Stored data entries
——————————

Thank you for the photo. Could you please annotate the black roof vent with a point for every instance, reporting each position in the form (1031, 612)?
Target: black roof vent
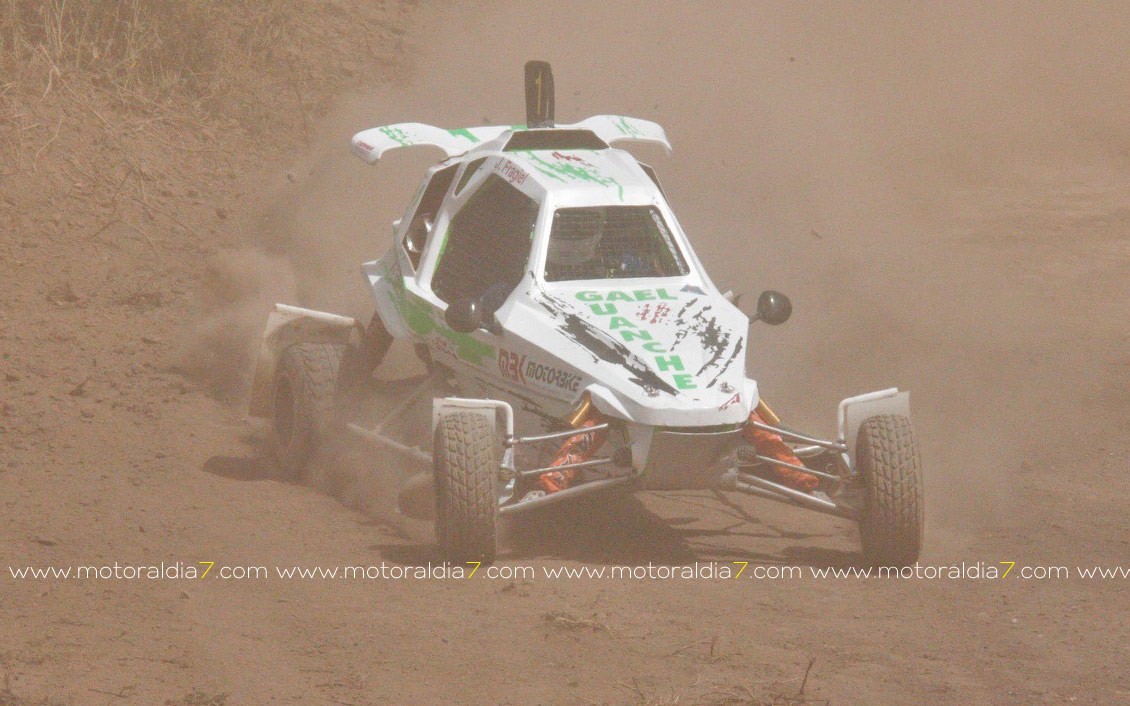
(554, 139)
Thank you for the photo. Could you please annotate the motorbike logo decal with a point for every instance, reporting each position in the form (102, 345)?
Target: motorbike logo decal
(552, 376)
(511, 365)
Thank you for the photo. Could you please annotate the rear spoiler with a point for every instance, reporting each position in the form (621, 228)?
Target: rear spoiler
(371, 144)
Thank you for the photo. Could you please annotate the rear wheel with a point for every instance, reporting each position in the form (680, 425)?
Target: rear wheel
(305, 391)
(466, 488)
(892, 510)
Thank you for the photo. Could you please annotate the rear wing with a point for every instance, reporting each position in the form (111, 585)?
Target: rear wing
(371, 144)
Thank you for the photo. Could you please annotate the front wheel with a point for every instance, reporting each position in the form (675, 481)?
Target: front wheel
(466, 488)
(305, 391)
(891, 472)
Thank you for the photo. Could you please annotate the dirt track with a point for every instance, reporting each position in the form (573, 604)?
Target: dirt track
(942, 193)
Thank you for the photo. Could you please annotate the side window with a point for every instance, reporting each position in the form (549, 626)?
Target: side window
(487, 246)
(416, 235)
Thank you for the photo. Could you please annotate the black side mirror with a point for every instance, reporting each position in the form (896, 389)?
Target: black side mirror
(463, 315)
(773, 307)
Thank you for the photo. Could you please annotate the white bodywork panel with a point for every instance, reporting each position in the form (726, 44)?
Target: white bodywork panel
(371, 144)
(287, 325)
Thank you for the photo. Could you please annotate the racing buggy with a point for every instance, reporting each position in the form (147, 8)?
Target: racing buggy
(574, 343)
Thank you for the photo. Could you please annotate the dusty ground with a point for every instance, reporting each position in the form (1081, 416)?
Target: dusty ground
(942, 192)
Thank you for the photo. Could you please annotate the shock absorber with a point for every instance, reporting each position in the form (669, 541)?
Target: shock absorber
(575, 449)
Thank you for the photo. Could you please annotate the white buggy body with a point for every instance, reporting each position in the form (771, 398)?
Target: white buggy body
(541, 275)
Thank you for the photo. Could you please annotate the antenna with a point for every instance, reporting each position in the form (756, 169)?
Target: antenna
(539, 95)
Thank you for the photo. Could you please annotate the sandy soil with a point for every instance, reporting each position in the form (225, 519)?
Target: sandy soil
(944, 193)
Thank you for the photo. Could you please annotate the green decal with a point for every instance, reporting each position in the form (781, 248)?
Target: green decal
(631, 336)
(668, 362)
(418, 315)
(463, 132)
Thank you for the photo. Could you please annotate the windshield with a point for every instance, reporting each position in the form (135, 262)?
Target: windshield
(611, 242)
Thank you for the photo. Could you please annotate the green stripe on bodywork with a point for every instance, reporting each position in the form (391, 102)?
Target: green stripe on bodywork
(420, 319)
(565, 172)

——————————

• [OBJECTIVE]:
Starting with the line that contains "Thank you for the photo. Could you please annotate the shock", print each line through the last one in the listing. Include both end lines and add nothing.

• [RESULT]:
Thank you for the photo. Could you please annotate the shock absorber with a point for every instance, reporting each position in the form (669, 541)?
Target: shock absorber
(575, 449)
Thank you for the photo. Could you please annotate the white buggy body with a point for every instance, reporting each position in the form (771, 398)?
Target: white buggy body
(541, 275)
Thank you for the photo. Could you please annotate the antenna with a point for every instance, reporting each position in the form (756, 169)?
Target: antenna
(539, 95)
Thank you for the photo. Could you please annotate the sandy soil with a point for every instance, reporting each position in the form (225, 519)?
Target: sandy soil
(944, 193)
Thank you for the photo. Could you please annotate the green decal with a point for every instance, reporting each position in the form (781, 248)?
Target: green decal
(631, 336)
(668, 362)
(418, 315)
(463, 132)
Thank you for the photo. Could you please annotate the windshield with a point for every instance, reporting each position in the form (135, 262)?
Target: windshield
(611, 242)
Thank you for the photo. Could you please annotate the green stripe on bodywork with a point for every instance, reporting each position in the form (391, 102)?
Target: green stripe on bodywork
(420, 319)
(565, 172)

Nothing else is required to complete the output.